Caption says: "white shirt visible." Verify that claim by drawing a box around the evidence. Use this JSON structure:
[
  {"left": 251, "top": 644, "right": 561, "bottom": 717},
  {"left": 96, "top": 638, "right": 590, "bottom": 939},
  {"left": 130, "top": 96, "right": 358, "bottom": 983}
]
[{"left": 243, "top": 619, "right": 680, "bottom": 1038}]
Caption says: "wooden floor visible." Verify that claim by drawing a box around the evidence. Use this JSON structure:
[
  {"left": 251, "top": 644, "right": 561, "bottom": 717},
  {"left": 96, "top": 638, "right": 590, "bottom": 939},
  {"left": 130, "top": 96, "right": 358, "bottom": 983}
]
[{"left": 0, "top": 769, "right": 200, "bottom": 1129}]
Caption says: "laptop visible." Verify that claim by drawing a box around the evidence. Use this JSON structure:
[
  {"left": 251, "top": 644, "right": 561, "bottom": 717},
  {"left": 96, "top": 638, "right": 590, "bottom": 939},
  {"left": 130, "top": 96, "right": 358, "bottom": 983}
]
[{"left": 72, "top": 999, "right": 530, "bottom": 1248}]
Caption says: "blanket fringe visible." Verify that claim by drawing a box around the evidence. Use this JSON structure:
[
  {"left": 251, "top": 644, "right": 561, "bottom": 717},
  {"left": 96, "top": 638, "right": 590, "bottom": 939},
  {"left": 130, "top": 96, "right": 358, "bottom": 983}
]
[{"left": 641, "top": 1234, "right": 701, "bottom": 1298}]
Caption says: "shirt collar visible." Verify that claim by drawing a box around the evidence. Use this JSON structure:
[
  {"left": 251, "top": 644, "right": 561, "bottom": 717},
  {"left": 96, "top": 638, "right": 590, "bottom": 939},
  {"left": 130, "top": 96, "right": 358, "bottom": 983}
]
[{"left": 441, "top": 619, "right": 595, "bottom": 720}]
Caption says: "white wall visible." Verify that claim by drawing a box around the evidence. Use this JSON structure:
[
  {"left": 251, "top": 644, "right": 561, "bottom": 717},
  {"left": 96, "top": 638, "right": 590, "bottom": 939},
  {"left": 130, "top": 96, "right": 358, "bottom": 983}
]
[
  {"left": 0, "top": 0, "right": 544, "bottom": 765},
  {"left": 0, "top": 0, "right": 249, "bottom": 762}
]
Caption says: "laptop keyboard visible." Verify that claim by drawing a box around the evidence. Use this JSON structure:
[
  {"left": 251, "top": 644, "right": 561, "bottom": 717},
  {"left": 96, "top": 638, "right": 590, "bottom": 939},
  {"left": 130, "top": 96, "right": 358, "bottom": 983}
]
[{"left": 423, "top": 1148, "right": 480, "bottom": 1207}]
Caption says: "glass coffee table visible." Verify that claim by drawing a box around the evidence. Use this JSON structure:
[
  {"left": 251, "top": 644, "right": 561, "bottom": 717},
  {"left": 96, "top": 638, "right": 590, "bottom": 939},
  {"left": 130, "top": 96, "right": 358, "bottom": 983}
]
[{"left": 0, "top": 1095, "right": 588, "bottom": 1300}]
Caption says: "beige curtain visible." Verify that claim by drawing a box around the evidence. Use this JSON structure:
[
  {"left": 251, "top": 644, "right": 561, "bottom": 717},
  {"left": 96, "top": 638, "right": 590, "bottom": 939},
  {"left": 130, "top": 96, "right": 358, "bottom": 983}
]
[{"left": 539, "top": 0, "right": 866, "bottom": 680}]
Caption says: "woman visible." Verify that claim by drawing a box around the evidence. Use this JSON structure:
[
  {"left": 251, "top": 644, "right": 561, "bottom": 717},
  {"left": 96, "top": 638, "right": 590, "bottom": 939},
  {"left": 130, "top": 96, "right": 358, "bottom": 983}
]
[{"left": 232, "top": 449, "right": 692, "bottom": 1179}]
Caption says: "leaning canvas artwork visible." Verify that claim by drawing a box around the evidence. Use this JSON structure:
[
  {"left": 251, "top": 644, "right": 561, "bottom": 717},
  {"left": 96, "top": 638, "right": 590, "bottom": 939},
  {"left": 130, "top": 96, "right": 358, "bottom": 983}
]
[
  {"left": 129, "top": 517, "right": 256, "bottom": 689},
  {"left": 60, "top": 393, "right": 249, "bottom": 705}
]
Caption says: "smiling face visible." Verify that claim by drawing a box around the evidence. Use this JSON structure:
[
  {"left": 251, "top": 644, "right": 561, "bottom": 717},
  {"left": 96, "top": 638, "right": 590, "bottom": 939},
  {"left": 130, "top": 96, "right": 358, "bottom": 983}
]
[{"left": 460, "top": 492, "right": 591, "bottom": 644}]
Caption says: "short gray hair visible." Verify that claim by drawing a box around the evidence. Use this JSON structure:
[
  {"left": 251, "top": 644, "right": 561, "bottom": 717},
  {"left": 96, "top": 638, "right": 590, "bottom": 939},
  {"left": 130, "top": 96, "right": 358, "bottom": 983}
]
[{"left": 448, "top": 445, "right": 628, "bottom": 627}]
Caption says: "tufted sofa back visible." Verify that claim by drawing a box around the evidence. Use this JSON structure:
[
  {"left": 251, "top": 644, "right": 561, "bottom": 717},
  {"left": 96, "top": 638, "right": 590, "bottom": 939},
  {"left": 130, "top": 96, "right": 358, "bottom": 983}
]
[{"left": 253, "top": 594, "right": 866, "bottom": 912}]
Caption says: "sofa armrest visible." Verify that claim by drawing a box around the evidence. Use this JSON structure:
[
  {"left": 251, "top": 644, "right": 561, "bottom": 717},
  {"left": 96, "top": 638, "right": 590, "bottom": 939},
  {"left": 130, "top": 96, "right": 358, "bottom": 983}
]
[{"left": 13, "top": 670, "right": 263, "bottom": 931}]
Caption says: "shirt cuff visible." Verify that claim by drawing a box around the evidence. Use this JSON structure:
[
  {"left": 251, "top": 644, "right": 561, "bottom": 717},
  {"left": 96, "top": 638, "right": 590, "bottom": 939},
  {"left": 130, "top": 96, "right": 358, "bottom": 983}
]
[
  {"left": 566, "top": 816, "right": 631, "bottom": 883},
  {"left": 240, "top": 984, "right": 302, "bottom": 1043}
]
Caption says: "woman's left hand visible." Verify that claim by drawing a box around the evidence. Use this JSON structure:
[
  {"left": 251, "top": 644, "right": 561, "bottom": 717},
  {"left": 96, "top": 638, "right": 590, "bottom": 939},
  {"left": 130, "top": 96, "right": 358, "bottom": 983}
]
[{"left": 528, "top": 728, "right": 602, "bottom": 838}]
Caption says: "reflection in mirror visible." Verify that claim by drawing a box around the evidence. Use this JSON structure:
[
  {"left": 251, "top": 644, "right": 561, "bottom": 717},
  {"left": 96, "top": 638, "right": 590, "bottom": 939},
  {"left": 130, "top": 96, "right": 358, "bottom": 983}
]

### [Task requirements]
Gather every line of the data above that contains the word "shirt".

### [Answer]
Caption says: "white shirt visible." Verify that claim by drawing a box around the evidence. Use this JSON structure:
Caption says: "shirt collar visible." Verify that claim by drawing a box around the evidence. Use this JSON structure:
Caption says: "shirt cuff visible." Verify that claim by drawing a box around the evidence. Use this JSON structure:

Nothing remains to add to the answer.